Data rows.
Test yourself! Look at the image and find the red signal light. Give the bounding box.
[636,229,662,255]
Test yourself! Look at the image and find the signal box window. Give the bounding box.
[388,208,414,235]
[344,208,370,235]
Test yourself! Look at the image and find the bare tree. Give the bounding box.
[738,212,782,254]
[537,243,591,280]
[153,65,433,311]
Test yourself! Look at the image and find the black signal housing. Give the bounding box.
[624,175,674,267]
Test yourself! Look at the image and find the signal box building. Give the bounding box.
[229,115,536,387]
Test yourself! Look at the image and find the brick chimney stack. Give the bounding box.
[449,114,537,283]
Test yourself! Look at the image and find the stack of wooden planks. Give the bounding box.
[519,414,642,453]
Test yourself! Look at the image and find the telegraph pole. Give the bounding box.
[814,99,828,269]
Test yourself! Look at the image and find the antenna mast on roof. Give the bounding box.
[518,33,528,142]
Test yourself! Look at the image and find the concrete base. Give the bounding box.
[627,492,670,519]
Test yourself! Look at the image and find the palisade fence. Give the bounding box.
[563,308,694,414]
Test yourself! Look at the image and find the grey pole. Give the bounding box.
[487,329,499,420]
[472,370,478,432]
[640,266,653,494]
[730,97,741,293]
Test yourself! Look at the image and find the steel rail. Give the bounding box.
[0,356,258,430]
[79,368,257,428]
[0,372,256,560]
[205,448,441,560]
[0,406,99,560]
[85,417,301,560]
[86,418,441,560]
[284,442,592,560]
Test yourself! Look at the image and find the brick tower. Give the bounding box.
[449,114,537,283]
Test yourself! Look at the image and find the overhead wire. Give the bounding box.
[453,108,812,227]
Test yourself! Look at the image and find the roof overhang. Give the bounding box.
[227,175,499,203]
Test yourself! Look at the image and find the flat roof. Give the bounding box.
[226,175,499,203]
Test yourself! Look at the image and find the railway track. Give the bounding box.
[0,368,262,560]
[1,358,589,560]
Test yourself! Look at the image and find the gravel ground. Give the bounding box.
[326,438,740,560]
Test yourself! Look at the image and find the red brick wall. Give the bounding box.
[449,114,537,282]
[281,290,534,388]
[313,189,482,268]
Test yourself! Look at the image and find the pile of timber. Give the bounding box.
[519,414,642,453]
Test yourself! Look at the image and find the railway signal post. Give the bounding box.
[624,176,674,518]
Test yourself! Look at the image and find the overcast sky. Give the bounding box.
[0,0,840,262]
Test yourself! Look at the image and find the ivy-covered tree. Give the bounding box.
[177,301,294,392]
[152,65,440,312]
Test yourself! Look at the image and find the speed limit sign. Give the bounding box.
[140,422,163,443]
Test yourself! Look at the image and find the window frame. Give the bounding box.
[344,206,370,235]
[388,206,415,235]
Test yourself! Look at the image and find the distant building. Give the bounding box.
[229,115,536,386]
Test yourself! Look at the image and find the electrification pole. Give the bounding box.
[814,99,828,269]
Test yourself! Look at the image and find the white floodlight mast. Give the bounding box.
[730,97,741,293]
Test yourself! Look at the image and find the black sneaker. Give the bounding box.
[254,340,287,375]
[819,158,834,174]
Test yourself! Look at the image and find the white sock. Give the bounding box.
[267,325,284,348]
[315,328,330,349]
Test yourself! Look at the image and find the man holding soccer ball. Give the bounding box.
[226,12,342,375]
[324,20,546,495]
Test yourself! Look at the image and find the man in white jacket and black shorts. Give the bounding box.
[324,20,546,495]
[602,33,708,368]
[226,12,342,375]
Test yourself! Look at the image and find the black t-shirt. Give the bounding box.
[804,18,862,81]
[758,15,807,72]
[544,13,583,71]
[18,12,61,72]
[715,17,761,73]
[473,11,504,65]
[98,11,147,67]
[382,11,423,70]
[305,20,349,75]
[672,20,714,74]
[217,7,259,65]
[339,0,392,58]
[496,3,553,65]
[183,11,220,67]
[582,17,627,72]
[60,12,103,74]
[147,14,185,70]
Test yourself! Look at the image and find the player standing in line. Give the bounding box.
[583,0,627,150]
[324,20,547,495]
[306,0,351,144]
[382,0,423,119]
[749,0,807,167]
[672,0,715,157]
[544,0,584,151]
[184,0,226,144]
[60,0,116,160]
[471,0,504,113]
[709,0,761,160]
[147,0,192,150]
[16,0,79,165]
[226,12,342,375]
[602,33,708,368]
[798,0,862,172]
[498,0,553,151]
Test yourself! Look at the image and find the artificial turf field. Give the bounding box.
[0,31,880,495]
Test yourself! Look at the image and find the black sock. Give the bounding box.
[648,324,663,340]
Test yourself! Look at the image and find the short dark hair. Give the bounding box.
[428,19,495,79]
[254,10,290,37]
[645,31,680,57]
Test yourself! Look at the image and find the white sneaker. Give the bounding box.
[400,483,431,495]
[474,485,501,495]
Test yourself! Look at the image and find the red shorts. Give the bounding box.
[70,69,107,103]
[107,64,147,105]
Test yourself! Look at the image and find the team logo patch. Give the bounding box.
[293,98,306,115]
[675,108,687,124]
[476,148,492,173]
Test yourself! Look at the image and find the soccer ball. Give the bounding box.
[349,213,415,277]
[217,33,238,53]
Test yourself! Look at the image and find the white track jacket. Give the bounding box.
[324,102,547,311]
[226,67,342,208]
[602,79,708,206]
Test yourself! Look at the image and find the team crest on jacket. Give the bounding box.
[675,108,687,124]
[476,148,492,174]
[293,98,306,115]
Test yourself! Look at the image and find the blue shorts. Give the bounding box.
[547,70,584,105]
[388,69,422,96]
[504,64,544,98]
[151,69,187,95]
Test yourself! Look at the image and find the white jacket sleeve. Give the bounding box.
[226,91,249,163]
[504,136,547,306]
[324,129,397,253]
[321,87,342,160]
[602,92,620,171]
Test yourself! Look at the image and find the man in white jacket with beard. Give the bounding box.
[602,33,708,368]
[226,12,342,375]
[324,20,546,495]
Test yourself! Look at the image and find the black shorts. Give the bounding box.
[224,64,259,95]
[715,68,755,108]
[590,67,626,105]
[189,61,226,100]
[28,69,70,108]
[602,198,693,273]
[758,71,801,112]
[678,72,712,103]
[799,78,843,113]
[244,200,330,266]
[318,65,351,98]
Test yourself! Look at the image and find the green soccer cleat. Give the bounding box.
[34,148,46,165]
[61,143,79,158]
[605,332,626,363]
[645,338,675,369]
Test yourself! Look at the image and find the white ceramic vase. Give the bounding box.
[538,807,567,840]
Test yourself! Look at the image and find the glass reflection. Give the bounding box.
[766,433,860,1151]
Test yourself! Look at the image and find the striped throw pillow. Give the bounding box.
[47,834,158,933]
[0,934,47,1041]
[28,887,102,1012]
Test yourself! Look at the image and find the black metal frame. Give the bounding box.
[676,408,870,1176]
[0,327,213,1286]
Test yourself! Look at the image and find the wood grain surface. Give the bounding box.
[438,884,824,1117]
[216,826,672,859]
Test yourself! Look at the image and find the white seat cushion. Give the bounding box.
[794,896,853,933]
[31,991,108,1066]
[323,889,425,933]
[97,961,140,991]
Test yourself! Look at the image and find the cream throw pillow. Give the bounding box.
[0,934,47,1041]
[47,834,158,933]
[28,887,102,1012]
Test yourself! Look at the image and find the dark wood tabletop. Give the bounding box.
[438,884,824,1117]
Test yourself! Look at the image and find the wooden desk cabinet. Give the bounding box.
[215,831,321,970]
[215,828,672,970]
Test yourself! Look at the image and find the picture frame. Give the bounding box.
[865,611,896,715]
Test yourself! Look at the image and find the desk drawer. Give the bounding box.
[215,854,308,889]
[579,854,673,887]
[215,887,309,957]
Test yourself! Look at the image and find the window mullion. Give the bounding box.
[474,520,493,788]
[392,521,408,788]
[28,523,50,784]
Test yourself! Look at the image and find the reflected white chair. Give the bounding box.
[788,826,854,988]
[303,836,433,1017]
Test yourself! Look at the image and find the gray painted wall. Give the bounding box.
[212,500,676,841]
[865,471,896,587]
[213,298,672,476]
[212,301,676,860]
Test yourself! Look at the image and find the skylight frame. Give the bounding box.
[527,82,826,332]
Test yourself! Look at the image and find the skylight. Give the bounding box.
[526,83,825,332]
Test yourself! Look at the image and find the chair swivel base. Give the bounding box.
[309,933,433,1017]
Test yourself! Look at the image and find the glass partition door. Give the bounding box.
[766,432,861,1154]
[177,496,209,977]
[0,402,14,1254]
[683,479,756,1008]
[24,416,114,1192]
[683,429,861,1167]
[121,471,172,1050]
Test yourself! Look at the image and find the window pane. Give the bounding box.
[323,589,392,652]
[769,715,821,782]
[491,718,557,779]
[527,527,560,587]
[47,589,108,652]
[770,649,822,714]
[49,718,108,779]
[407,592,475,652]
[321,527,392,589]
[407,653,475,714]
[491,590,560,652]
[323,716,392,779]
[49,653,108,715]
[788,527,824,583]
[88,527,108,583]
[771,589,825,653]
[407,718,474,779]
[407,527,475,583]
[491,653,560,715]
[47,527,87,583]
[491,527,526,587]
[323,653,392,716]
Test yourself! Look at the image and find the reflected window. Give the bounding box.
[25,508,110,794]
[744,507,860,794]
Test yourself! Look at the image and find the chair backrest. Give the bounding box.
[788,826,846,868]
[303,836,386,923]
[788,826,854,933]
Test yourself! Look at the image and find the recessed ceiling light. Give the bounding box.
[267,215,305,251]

What the exercise asks. Extract every line of the listing above that contains the string "building". The match is case-sensitive.

Written reply.
Test yourself! Look at the image and find the signal box building. Give the bounding box.
Test yourself! Look at the image and find the distant building. Give the bounding box.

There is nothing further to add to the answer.